- _Task details_
Wherever the word "vegetation" occurs in the listing below, copy that whole line.

[Supplied material — start]

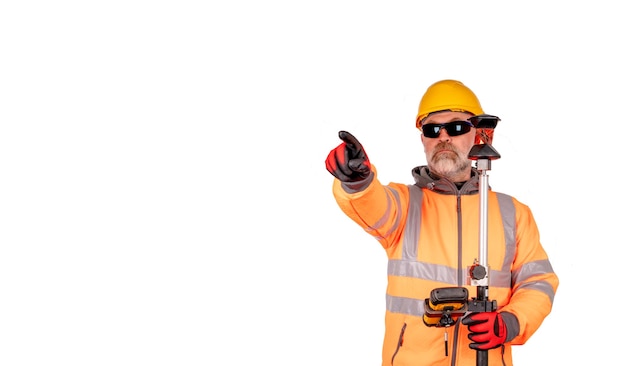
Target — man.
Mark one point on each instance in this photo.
(430, 232)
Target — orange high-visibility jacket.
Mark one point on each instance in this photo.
(430, 231)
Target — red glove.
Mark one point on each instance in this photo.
(348, 162)
(487, 330)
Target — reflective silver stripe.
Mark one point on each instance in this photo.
(405, 305)
(413, 224)
(417, 269)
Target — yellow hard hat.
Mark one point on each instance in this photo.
(447, 95)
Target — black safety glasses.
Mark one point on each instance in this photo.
(454, 128)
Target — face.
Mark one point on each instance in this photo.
(447, 155)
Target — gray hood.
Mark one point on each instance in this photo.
(424, 178)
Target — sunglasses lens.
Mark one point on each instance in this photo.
(456, 128)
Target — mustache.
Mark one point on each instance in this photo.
(444, 146)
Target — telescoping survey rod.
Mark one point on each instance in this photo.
(479, 270)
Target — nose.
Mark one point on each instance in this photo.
(443, 135)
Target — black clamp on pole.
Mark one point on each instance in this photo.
(479, 270)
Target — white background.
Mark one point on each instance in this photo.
(163, 195)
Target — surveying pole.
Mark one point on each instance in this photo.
(479, 271)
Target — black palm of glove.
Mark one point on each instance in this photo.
(348, 162)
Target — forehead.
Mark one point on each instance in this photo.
(447, 116)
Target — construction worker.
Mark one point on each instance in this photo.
(430, 232)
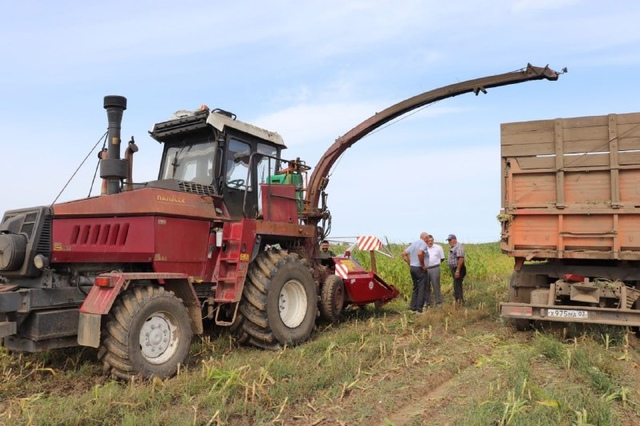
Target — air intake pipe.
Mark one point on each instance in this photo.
(112, 168)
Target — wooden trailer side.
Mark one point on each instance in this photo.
(571, 188)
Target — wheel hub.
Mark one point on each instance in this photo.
(292, 303)
(158, 339)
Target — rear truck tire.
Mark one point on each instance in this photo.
(333, 298)
(516, 296)
(147, 333)
(279, 302)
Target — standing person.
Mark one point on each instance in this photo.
(435, 258)
(325, 253)
(455, 260)
(414, 256)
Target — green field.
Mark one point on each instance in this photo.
(379, 366)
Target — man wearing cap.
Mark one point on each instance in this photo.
(325, 252)
(414, 256)
(455, 260)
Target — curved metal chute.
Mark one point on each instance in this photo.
(319, 178)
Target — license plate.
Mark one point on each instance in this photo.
(566, 313)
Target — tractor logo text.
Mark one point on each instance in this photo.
(175, 200)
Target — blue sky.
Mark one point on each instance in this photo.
(311, 71)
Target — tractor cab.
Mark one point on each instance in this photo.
(212, 153)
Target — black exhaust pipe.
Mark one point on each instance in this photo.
(112, 168)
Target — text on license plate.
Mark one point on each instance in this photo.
(566, 313)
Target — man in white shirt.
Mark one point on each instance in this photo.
(436, 257)
(414, 256)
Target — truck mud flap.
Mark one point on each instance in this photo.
(578, 314)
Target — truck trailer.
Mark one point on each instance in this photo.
(570, 218)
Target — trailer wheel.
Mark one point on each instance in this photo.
(333, 298)
(519, 295)
(148, 333)
(279, 301)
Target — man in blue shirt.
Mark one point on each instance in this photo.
(415, 256)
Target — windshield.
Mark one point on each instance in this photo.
(192, 163)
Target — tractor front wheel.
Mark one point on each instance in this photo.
(279, 303)
(148, 333)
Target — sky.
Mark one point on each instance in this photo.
(310, 71)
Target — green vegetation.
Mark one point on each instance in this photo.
(380, 365)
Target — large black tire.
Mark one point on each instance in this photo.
(333, 298)
(148, 333)
(519, 295)
(279, 303)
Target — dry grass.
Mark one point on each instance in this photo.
(447, 366)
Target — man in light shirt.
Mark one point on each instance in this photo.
(435, 258)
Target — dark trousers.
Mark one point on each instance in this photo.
(417, 296)
(457, 284)
(432, 279)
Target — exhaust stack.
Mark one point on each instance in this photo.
(112, 168)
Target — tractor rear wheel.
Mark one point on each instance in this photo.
(279, 303)
(148, 333)
(333, 298)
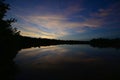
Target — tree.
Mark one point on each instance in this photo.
(6, 29)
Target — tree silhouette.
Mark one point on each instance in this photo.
(6, 29)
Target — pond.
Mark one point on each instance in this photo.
(68, 62)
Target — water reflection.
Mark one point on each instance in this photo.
(62, 62)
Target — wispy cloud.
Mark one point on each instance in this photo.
(58, 24)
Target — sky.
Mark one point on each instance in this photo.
(66, 19)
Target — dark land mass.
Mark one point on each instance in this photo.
(11, 42)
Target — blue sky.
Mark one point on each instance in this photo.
(67, 19)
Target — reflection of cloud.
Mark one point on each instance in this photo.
(46, 57)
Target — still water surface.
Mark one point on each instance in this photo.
(68, 62)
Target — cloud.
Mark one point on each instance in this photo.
(55, 24)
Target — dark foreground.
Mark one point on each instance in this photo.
(102, 65)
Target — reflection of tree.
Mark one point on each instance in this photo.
(6, 30)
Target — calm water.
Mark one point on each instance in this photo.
(68, 62)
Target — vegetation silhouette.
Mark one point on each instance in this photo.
(11, 42)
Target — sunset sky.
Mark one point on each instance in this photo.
(67, 19)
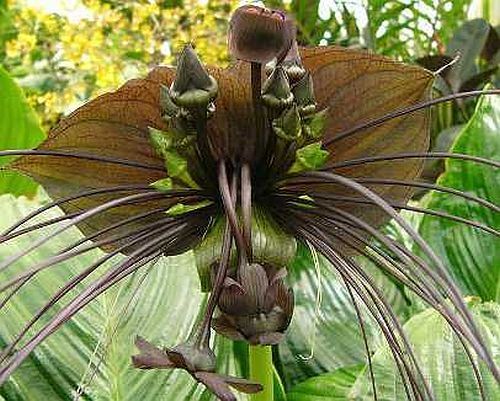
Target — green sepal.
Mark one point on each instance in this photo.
(177, 167)
(288, 126)
(164, 185)
(303, 93)
(276, 92)
(181, 208)
(270, 245)
(314, 126)
(193, 87)
(168, 108)
(170, 146)
(310, 157)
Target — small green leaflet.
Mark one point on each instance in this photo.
(181, 208)
(310, 157)
(172, 146)
(164, 185)
(314, 125)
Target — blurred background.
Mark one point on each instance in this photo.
(62, 52)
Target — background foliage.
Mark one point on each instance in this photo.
(62, 59)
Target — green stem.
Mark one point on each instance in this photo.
(261, 370)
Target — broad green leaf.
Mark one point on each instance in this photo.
(468, 42)
(472, 256)
(160, 302)
(310, 157)
(326, 336)
(19, 129)
(334, 386)
(442, 358)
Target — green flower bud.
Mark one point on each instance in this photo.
(259, 35)
(313, 126)
(303, 93)
(276, 92)
(288, 125)
(169, 109)
(193, 87)
(293, 65)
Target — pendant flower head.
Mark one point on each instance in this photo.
(239, 166)
(258, 308)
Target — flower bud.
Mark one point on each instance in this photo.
(303, 93)
(259, 35)
(276, 92)
(288, 125)
(258, 308)
(293, 64)
(193, 87)
(169, 109)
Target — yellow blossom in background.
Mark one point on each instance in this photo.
(62, 62)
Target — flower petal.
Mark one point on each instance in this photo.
(224, 326)
(357, 87)
(215, 384)
(114, 125)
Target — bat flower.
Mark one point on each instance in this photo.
(257, 308)
(200, 363)
(315, 145)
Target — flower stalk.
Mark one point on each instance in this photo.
(261, 371)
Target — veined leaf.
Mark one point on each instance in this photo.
(334, 386)
(159, 302)
(442, 358)
(326, 337)
(472, 256)
(19, 129)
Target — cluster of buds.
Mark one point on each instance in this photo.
(185, 107)
(288, 96)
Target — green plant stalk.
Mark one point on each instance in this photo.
(261, 371)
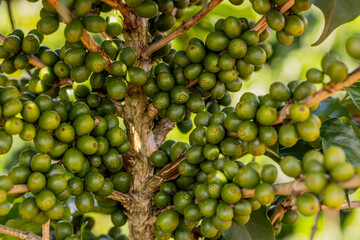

[Supplied material — finish]

- _Task solution_
Target — green vegetation.
Target — vegetation silhouette.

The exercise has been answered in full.